Set out each of the lines below as one string in a JSON list, skipping any blank lines.

++++++++

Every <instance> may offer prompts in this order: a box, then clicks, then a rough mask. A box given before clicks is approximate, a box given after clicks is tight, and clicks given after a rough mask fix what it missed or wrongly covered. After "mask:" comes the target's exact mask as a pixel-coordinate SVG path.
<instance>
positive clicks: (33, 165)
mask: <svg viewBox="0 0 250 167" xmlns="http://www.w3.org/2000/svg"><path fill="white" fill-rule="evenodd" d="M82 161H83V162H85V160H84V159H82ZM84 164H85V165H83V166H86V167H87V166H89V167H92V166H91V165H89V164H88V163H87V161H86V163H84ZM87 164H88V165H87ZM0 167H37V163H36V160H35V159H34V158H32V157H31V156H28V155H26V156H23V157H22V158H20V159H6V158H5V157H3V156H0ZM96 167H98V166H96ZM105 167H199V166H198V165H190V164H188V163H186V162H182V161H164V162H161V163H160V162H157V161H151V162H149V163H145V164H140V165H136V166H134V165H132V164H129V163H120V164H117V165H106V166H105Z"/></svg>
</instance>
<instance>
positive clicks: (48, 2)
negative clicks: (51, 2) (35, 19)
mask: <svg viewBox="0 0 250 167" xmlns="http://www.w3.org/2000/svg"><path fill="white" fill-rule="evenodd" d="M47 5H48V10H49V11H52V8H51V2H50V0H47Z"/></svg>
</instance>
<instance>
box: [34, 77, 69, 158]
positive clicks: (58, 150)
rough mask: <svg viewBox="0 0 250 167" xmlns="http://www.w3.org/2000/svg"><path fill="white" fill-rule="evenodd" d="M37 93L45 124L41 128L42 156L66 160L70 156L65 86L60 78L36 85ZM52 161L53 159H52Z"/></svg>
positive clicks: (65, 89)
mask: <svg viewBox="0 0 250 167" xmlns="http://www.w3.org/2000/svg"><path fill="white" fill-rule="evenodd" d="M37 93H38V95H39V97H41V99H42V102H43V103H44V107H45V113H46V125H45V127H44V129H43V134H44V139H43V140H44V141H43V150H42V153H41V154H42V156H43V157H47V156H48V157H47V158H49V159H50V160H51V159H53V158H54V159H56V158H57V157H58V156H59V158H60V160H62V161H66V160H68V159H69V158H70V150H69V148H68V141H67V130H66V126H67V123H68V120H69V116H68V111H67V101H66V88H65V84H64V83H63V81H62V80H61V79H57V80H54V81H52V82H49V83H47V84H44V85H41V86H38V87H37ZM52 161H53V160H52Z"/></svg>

++++++++

→ **OUTPUT FOR THIS EXERCISE**:
[
  "Every <instance> may offer prompts in this order: a box, then clicks, then a rough mask. A box given before clicks is approximate, a box given after clicks is tight, and clicks given after a rough mask fix what it missed or wrongly covered. After \"mask:\" comes the target's exact mask as a pixel-coordinate SVG path.",
  "<instance>",
  "positive clicks: (33, 165)",
  "mask: <svg viewBox=\"0 0 250 167\" xmlns=\"http://www.w3.org/2000/svg\"><path fill=\"white\" fill-rule=\"evenodd\" d=\"M82 161H83V162H85V160H84V159H82ZM84 164H85V165H83V166H86V167H87V166H89V167H92V166H91V165H89V164H88V163H87V161H86V163H84ZM87 164H88V165H87ZM0 167H37V163H36V160H35V159H34V158H32V157H31V156H28V155H26V156H23V157H22V158H20V159H6V158H5V157H3V156H0ZM96 167H98V166H96ZM105 167H199V166H198V165H190V164H188V163H186V162H182V161H164V162H161V163H160V162H157V161H151V162H149V163H145V164H140V165H136V166H134V165H132V164H129V163H120V164H117V165H106V166H105Z\"/></svg>",
  "</instance>",
  "<instance>",
  "positive clicks: (48, 2)",
  "negative clicks: (51, 2) (35, 19)",
  "mask: <svg viewBox=\"0 0 250 167\" xmlns=\"http://www.w3.org/2000/svg\"><path fill=\"white\" fill-rule=\"evenodd\" d=\"M47 5H48V10H49V11H52V8H51V2H50V0H47Z\"/></svg>",
  "</instance>",
  "<instance>",
  "box: [34, 77, 69, 158]",
  "positive clicks: (58, 150)",
  "rough mask: <svg viewBox=\"0 0 250 167\" xmlns=\"http://www.w3.org/2000/svg\"><path fill=\"white\" fill-rule=\"evenodd\" d=\"M37 93L45 124L41 128L42 156L66 160L70 156L65 86L60 78L36 85ZM52 161L53 159H52Z\"/></svg>",
  "positive clicks: (65, 89)",
  "mask: <svg viewBox=\"0 0 250 167\" xmlns=\"http://www.w3.org/2000/svg\"><path fill=\"white\" fill-rule=\"evenodd\" d=\"M37 93H38V95H39V97H41V99H42V102H43V103H44V107H45V113H46V125H45V127H44V129H43V134H44V139H43V140H44V141H43V150H42V153H41V154H42V156H43V157H47V156H48V157H47V158H49V159H50V160H51V159H53V158H54V159H56V158H57V157H58V156H59V158H60V160H62V161H66V160H68V159H69V158H70V150H69V148H68V141H67V130H66V126H67V123H68V120H69V116H68V111H67V101H66V88H65V84H64V83H63V81H62V80H61V79H57V80H54V81H52V82H49V83H47V84H44V85H41V86H38V87H37ZM52 161H53V160H52Z\"/></svg>"
]